[EXTRACTED DATA Boundary: Start]
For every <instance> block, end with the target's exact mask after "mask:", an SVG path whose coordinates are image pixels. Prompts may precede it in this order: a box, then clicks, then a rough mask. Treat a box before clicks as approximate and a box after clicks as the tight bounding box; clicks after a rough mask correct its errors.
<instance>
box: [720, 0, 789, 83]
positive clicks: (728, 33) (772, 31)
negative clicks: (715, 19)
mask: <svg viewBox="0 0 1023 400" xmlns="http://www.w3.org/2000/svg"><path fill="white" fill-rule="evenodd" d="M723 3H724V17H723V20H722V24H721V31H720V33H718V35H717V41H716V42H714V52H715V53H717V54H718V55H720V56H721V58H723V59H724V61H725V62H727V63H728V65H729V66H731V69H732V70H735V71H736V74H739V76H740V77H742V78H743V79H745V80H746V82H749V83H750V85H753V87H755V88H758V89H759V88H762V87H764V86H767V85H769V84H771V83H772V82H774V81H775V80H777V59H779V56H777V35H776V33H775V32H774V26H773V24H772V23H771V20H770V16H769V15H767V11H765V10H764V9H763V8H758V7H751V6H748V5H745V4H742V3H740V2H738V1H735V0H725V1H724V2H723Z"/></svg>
[EXTRACTED DATA Boundary: End]
[EXTRACTED DATA Boundary: Start]
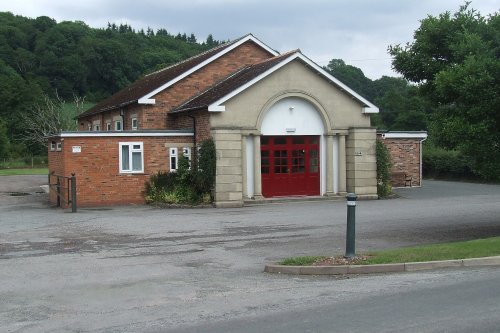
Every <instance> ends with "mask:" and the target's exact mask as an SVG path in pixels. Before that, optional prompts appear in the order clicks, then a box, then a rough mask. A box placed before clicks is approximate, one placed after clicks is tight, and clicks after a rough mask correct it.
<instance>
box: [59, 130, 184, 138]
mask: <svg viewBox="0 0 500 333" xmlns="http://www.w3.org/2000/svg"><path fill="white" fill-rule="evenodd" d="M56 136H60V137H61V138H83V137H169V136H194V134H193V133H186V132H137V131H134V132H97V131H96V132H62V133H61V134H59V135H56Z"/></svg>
[EXTRACTED DATA Boundary: End]
Switch "rough mask" to "coarse mask" in the stretch from the line containing "For every <instance>" through the line containing "box: [720, 0, 789, 83]", and write out only those lines with everything else unchanged.

● **ANSWER**
For every <instance> block, end with the target's exact mask after "mask:", an SVG path whose coordinates are image pixels. Prompts may precede it in this order: a box, then clicks, then a coarse mask. Treat a box before clicks as approximate and a box after clicks as the tight bounding box; clicks after a coarse mask correct its errors.
<instance>
box: [720, 0, 789, 83]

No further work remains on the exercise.